> [List of tasks]:
1 – In the forum thread, since what year has silentg been timesharing?
2 – Return the part of the forum thread between "What I do not" and "about Timeshare exchanges.", inclusive, copied word for word.

> [Page excerpt]:
[Begin]
What I do not understand is that TUG is a timeshare forum near as I can tell. That is the mission. There are a group of people on TUG who's sole purpose is to talk politics and social issues. If you review their posts, which number in the thousands, not a single timeshare post. I don't get it. In the lounge section, apparently that's a-ok. So, they get into timeshare sections, and make vague wink wink type posts. Just trying to avoid, that's all.


----------



## silentg (Mar 18, 2021)

Let’s all play nice! I read lot of posts some I don’t because I don’t go to certain places or have interest in certain Chains of timeshares. I try to be helpful if someone asks a question that I may have knowledge or experience.
Been timesharing since 1981, but still learning and enjoy reading about Timeshare exchanges.


----------



## alwysonvac (Mar 13, 2022)

*Perhaps, this is old news …. *

I just wanted to share in case anyone else wasn’t aware 
I just discovered today that I can control which forums appear under “What’s New” or “New Post”.
[End]
> [Material supplied]:
[Begin]
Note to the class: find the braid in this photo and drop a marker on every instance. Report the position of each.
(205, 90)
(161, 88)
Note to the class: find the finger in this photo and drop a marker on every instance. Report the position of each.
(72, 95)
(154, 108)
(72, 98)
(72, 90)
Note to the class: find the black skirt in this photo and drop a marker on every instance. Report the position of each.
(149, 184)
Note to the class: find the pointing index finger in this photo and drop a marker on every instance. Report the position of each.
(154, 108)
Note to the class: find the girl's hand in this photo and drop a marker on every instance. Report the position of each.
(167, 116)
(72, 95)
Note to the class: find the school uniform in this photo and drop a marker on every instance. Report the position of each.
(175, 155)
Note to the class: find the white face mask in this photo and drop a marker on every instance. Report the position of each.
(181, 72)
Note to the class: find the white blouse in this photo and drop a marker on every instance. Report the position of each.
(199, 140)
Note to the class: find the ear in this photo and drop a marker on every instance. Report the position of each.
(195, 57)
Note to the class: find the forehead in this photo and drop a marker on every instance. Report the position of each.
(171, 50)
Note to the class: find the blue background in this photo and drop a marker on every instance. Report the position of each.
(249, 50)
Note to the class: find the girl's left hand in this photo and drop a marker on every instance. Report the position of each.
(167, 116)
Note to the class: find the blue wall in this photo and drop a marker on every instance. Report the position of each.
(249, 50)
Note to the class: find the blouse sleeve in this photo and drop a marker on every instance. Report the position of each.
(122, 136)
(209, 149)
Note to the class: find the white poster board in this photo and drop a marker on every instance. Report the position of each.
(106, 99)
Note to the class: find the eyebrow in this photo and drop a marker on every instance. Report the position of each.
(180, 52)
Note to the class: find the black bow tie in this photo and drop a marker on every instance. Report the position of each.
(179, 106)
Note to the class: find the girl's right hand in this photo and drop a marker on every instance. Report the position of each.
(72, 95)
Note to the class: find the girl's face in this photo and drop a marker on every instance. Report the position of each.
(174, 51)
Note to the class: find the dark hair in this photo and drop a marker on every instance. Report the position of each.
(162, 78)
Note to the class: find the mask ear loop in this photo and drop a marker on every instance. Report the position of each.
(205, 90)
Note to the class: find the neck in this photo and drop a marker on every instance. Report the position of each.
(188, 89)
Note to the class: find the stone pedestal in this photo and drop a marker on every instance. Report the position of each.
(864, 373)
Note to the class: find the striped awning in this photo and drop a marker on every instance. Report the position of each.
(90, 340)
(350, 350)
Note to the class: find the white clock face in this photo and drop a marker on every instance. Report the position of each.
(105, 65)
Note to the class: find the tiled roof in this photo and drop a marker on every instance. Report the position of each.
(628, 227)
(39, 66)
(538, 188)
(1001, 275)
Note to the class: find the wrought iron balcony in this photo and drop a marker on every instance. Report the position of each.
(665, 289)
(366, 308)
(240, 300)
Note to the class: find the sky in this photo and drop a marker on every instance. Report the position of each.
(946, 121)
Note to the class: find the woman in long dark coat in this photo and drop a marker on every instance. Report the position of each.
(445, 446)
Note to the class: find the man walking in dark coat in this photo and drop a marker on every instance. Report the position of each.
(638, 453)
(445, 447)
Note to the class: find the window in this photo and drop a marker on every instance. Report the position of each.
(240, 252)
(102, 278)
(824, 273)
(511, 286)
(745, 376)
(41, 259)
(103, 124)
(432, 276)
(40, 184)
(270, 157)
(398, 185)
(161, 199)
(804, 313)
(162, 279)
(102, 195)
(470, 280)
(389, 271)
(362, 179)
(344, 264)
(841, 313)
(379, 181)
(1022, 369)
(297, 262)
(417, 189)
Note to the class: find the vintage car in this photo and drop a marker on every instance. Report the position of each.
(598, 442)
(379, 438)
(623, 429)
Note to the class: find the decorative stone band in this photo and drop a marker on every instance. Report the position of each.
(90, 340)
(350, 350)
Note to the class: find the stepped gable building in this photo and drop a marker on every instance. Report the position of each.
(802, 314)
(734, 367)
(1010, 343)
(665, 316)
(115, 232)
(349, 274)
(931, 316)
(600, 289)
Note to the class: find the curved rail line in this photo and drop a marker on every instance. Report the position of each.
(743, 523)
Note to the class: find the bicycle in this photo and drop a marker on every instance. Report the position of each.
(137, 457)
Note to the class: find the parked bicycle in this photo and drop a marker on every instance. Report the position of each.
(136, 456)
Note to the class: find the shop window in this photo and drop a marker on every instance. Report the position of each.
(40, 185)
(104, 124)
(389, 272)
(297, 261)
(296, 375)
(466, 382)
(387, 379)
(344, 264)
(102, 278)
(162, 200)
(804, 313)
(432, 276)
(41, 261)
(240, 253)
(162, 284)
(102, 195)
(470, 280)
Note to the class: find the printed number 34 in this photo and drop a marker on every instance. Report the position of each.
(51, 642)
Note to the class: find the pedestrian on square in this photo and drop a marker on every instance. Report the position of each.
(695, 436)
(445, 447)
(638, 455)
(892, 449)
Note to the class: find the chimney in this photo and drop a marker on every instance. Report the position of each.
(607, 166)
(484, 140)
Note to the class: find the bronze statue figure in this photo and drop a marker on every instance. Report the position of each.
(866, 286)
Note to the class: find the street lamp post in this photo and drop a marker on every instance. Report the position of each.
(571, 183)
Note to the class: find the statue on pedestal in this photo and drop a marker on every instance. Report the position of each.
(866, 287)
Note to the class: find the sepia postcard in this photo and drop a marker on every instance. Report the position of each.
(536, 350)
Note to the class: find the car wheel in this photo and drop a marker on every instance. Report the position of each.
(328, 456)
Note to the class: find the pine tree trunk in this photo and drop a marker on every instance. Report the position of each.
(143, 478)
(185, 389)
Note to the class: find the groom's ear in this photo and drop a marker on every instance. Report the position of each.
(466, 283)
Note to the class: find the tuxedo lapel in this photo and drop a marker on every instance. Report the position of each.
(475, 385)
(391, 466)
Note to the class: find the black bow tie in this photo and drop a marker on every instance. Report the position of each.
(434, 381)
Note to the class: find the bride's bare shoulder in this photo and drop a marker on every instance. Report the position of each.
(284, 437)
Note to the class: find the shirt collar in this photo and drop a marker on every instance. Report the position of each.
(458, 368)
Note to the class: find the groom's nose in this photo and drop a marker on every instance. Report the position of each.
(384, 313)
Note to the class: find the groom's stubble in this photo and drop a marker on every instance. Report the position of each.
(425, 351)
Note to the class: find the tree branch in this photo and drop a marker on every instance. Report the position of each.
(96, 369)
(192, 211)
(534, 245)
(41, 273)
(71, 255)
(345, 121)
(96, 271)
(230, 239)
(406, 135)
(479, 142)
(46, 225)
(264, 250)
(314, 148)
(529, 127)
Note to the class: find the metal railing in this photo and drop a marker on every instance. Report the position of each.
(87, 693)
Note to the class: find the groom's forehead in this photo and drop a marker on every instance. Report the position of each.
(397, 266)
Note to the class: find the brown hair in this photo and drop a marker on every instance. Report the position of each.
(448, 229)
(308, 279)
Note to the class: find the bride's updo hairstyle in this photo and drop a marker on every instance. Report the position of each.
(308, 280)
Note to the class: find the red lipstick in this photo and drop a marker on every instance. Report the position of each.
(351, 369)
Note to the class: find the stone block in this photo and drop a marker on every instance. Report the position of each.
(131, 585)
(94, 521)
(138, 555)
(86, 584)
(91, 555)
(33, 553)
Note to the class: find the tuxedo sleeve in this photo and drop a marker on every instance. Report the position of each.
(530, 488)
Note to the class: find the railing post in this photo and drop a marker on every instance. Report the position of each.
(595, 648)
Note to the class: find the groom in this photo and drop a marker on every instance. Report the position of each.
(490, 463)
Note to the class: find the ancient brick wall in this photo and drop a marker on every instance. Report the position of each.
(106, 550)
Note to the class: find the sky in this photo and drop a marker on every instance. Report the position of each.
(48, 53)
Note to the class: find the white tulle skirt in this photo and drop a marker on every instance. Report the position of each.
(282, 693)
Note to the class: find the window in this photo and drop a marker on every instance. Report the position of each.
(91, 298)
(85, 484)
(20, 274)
[End]
> [Results by task]:
1 – Since 1981.

2 –
What I do not understand is that TUG is a timeshare forum near as I can tell. That is the mission. There are a group of people on TUG who's sole purpose is to talk politics and social issues. If you review their posts, which number in the thousands, not a single timeshare post. I don't get it. In the lounge section, apparently that's a-ok. So, they get into timeshare sections, and make vague wink wink type posts. Just trying to avoid, that's all.


----------



## silentg (Mar 18, 2021)

Let’s all play nice! I read lot of posts some I don’t because I don’t go to certain places or have interest in certain Chains of timeshares. I try to be helpful if someone asks a question that I may have knowledge or experience.
Been timesharing since 1981, but still learning and enjoy reading about Timeshare exchanges.